──────── Extracted information ────────
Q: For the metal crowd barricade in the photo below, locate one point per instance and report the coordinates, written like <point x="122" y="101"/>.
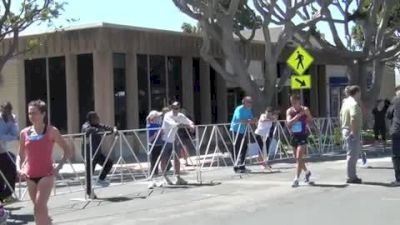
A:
<point x="209" y="148"/>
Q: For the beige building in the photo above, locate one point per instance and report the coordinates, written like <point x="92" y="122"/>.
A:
<point x="123" y="72"/>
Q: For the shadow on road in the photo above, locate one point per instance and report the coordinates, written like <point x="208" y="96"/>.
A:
<point x="379" y="184"/>
<point x="379" y="168"/>
<point x="313" y="184"/>
<point x="20" y="218"/>
<point x="264" y="172"/>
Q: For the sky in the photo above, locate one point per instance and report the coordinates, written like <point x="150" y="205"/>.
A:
<point x="159" y="14"/>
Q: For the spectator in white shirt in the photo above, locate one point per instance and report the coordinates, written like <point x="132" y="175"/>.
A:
<point x="265" y="123"/>
<point x="172" y="121"/>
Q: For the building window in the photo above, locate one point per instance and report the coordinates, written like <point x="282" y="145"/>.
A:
<point x="158" y="82"/>
<point x="196" y="90"/>
<point x="43" y="75"/>
<point x="143" y="88"/>
<point x="58" y="93"/>
<point x="119" y="90"/>
<point x="174" y="79"/>
<point x="214" y="101"/>
<point x="85" y="85"/>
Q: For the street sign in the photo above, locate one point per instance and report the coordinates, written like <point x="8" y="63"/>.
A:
<point x="300" y="82"/>
<point x="300" y="60"/>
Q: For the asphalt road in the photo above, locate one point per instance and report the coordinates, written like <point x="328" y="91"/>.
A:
<point x="262" y="197"/>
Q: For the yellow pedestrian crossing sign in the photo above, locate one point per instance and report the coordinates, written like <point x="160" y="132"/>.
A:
<point x="300" y="60"/>
<point x="300" y="82"/>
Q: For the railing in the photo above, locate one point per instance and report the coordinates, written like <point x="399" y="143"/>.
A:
<point x="208" y="147"/>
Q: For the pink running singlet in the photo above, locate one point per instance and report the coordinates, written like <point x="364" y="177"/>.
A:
<point x="38" y="151"/>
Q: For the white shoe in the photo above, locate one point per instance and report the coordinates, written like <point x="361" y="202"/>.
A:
<point x="3" y="219"/>
<point x="152" y="185"/>
<point x="167" y="181"/>
<point x="180" y="181"/>
<point x="295" y="183"/>
<point x="395" y="183"/>
<point x="103" y="183"/>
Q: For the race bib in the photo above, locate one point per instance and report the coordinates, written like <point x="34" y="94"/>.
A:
<point x="297" y="127"/>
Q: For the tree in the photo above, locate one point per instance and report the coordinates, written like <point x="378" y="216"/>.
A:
<point x="223" y="23"/>
<point x="372" y="42"/>
<point x="190" y="29"/>
<point x="376" y="20"/>
<point x="17" y="17"/>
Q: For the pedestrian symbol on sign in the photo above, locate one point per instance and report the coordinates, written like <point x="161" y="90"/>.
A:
────────
Task to carry out: Put every line of the items above into a Markdown table with two columns, Row for the row number and Line for the line itself, skipping blank lines. Leave the pictures out of the table.

Final result:
| Row | Line |
|---|---|
| 1 | Q: For the metal crowd barricade in the photo below, locate one point per instance and report the coordinates, written like <point x="122" y="101"/>. |
| 2 | A: |
| 3 | <point x="209" y="148"/> |
| 4 | Q: For the beige building in the photo above, locate one point per instance and report the coordinates, written like <point x="92" y="122"/>. |
| 5 | A: |
| 6 | <point x="123" y="72"/> |
| 7 | Q: For the shadow on road in the photo above, locate one point per instance and report the coordinates, written like <point x="208" y="96"/>. |
| 8 | A: |
| 9 | <point x="379" y="184"/> |
| 10 | <point x="379" y="168"/> |
| 11 | <point x="313" y="184"/> |
| 12 | <point x="20" y="218"/> |
| 13 | <point x="264" y="172"/> |
| 14 | Q: For the sky in the photo above, locate one point per instance and report the coordinates, written like <point x="150" y="205"/>. |
| 15 | A: |
| 16 | <point x="159" y="14"/> |
| 17 | Q: For the spectator in white shirt in the photo above, locate one point per instance and report the coordinates, written like <point x="132" y="175"/>. |
| 18 | A: |
| 19 | <point x="265" y="123"/> |
| 20 | <point x="172" y="121"/> |
| 21 | Q: For the building window in the photo above, locate one point per instance and report the coordinates, written like <point x="282" y="145"/>. |
| 22 | A: |
| 23 | <point x="158" y="82"/> |
| 24 | <point x="196" y="90"/> |
| 25 | <point x="43" y="75"/> |
| 26 | <point x="143" y="88"/> |
| 27 | <point x="58" y="93"/> |
| 28 | <point x="119" y="90"/> |
| 29 | <point x="174" y="79"/> |
| 30 | <point x="214" y="101"/> |
| 31 | <point x="85" y="85"/> |
| 32 | Q: For the street sign in the photo above, locate one point per instance and report the coordinates, written like <point x="8" y="63"/>. |
| 33 | A: |
| 34 | <point x="300" y="82"/> |
| 35 | <point x="300" y="60"/> |
| 36 | Q: For the asphalt road in the photo above, locate one point per instance and report the coordinates, written like <point x="328" y="91"/>. |
| 37 | A: |
| 38 | <point x="262" y="197"/> |
| 39 | Q: For the yellow pedestrian crossing sign in the photo above, locate one point per instance and report the coordinates, written like <point x="160" y="132"/>. |
| 40 | A: |
| 41 | <point x="300" y="60"/> |
| 42 | <point x="300" y="82"/> |
| 43 | Q: For the railing in the photo above, locate one point per instance and report the coordinates, written like <point x="399" y="143"/>. |
| 44 | A: |
| 45 | <point x="208" y="147"/> |
| 46 | Q: For the pink running singlet in the photo above, locate one point per instance and report the coordinates, written like <point x="364" y="177"/>. |
| 47 | A: |
| 48 | <point x="38" y="151"/> |
| 49 | Q: For the white shoe in the photo above, locate one point per instance and report the coordinates, written like <point x="361" y="202"/>. |
| 50 | A: |
| 51 | <point x="3" y="219"/> |
| 52 | <point x="152" y="185"/> |
| 53 | <point x="167" y="181"/> |
| 54 | <point x="180" y="181"/> |
| 55 | <point x="295" y="183"/> |
| 56 | <point x="395" y="183"/> |
| 57 | <point x="103" y="183"/> |
| 58 | Q: For the race bib in the photo above, locate one point per instance and report the coordinates, written like <point x="34" y="94"/>. |
| 59 | A: |
| 60 | <point x="297" y="127"/> |
| 61 | Q: For the tree in the photo above, locate one point per instance and report the coordinates, written like <point x="378" y="216"/>. |
| 62 | A: |
| 63 | <point x="223" y="23"/> |
| 64 | <point x="372" y="42"/> |
| 65 | <point x="190" y="29"/> |
| 66 | <point x="376" y="20"/> |
| 67 | <point x="17" y="17"/> |
| 68 | Q: For the pedestrian symbol on sign in the photo above, locate one point per instance and report the coordinates, written like <point x="161" y="90"/>. |
| 69 | A: |